- _Records provided_:

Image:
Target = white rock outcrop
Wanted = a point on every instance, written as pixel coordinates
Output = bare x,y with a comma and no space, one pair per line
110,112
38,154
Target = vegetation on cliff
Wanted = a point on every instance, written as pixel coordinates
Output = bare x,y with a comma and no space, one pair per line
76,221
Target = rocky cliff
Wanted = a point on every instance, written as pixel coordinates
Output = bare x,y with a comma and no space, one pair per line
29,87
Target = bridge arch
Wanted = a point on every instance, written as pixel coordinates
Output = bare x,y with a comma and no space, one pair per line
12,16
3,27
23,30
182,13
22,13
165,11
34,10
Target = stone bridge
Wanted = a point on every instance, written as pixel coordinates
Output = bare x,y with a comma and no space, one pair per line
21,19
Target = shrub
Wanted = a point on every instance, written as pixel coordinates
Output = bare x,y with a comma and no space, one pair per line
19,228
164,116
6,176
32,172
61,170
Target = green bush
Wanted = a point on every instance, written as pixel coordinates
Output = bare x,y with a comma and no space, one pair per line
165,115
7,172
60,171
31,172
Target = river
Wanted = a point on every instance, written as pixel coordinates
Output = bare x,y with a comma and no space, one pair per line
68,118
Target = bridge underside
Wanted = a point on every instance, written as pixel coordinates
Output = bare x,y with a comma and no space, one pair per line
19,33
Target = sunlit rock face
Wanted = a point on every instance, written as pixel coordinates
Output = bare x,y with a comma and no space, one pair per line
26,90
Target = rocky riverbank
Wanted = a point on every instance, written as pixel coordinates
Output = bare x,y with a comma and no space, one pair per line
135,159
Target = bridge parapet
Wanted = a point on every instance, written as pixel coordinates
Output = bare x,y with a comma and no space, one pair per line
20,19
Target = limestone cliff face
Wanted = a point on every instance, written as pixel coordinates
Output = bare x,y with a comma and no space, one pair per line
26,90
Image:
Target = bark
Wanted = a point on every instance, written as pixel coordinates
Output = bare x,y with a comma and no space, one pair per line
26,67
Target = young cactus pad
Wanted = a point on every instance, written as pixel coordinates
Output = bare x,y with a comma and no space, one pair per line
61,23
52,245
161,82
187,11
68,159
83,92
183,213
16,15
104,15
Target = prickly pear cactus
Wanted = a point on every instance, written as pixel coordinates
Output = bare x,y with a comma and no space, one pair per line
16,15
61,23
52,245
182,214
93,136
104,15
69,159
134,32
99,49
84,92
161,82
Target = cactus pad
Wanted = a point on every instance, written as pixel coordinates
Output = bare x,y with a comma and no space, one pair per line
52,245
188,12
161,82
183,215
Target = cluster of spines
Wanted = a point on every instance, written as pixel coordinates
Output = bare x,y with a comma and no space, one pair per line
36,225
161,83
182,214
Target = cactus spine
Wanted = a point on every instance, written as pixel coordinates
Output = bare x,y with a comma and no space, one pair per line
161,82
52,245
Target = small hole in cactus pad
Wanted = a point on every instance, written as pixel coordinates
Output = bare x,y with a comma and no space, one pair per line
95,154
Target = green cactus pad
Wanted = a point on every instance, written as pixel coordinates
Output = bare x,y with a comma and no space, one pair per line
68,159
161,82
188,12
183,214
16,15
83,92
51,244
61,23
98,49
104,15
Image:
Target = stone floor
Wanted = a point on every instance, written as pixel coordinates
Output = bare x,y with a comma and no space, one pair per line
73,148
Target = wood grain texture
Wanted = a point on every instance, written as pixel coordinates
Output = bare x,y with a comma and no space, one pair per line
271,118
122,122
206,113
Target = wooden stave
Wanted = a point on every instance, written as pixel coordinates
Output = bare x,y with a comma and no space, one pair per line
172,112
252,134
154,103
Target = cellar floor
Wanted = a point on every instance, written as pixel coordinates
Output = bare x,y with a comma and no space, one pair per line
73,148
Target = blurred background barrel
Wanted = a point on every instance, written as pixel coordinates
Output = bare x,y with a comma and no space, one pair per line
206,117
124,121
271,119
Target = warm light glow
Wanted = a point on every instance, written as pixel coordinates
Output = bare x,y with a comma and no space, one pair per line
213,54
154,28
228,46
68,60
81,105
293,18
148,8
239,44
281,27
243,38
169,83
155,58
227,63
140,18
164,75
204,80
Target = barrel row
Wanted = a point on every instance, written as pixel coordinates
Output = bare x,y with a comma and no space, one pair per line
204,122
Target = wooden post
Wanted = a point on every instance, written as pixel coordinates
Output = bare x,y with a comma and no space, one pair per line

- _Task directions_: Copy the material above verbatim.

- _Solution_:
Image:
Target = white rock outcrop
Wanted = a point on every instance, written as pixel coordinates
Output = bare x,y with a comma and no space, one pair per line
110,112
38,154
Target = vegetation on cliff
Wanted = a point on every instance, written as pixel coordinates
Output = bare x,y with a comma and no space, one pair per line
76,221
Target = rocky cliff
Wanted = a point on every instance, written as pixel coordinates
Output = bare x,y with a comma and no space, one pair per line
29,87
Target = bridge arch
Wanted = a point on every instance, written as pixel coordinates
Output = bare x,y with a comma and no space, one pair per line
12,16
3,27
23,30
182,13
22,13
165,11
34,10
Target = stone bridge
Wanted = a point on every instance, written as pixel coordinates
Output = bare x,y with a comma and no space, one pair per line
21,19
Target = shrub
Wanted = a point on every instance, written as pixel coordinates
Output = bare x,y with a comma and no space, one pair per line
19,228
164,116
6,176
32,172
61,170
Target = green bush
Wanted = a point on every instance, written as pixel coordinates
Output = bare x,y with a comma and no space, one pair per line
165,115
7,172
60,171
31,172
Target = river
Wanted = a point on every instance, written as pixel coordinates
Output = bare x,y with a comma and no space, one pair per line
68,118
Target = bridge underside
Wanted = a point on every instance, written as pixel coordinates
Output = bare x,y with a comma and no space, one pair per line
19,33
Target = sunlit rock face
Wanted = a point on every instance, written as pixel coordinates
Output = bare x,y with a comma and no space, one pair per line
26,90
Target = rocky riverbank
Wanted = a point on every instance, written as pixel coordinates
Output = bare x,y with a comma and no space, one pair per line
135,159
Target = bridge parapet
Wanted = a point on every instance, written as pixel coordinates
Output = bare x,y with a comma and no space, one pair per line
20,19
Target = limestone cliff face
Wanted = a point on every instance, written as pixel coordinates
Output = bare x,y with a comma and no space, one pair per line
26,90
Image:
Target = bark
Wanted = a point on every instance, written as pixel coordinates
Output = bare x,y with a comma and no space, one pair per line
26,67
Target = young cactus pad
Wanted = a point on every instance, written as pixel coordinates
Output = bare x,y with a comma and no space, one pair per line
61,23
52,245
161,82
187,11
68,159
83,92
183,213
16,15
104,15
Target = prickly pear cactus
Wanted = a point on every instance, written as pixel coordinates
Output = bare x,y with a comma and no space, one pair per line
16,15
61,23
52,245
182,214
93,136
104,15
69,159
134,32
99,49
84,92
161,82
Target = cactus pad
Wanted = a point on every instance, written as pixel coordinates
Output = bare x,y with a comma and no space, one pair per line
52,245
188,12
161,82
183,215
Target = cluster of spines
Wanted = a point on every instance, written as pixel coordinates
Output = bare x,y with a comma and no space, one pair per line
36,225
161,83
182,214
Target = cactus spine
Wanted = a point on every instance, written as pixel coordinates
Output = bare x,y with a comma and no space, one pair per line
161,82
52,245
Target = small hole in cactus pad
Wanted = a point on every instance, written as pixel coordinates
Output = bare x,y with a comma and no space, one pair per line
95,154
Target = green cactus pad
Wanted = a point on every instance, written as pixel coordinates
Output = bare x,y with a comma and no space, one pair per line
68,159
161,82
188,12
183,214
16,15
83,92
51,244
61,23
98,49
104,15
Image:
Target = stone floor
Wanted = a point on every instance, written as pixel coordinates
Output = bare x,y with a comma and no space, one pair per line
73,148
Target = wood grain texture
Wanted = a point on every instance, written as pixel coordinates
Output = bare x,y with a comma and no space, one pair per line
271,118
122,122
206,113
Target = wooden stave
Wanted = a point on every instance, written as pixel coordinates
Output = bare x,y with a comma and no space, one pair per line
172,112
252,134
154,103
Target = cellar floor
Wanted = a point on every instance, written as pixel coordinates
Output = bare x,y with a comma and no space, one pair per line
73,148
Target = blurred background barrel
Wanted = a point on every instance, written as pixel coordinates
Output = bare x,y with a comma and no space, one pair per line
206,117
124,121
271,119
Target = warm light glow
Wanted = a point on every instance, written as pixel coordinates
Output = bare x,y with a comma and no space, one pair per line
213,54
154,28
228,46
68,60
81,105
293,18
148,8
239,44
281,27
243,38
169,83
155,58
227,63
140,18
164,75
204,80
Target = barrel row
Wanted = a point on every instance, written as pixel coordinates
Output = bare x,y with a comma and no space, one pair per line
204,122
Target = wooden post
Wanted = a point on every instance, written as pixel coordinates
Output = bare x,y with a comma and no space, one pair per line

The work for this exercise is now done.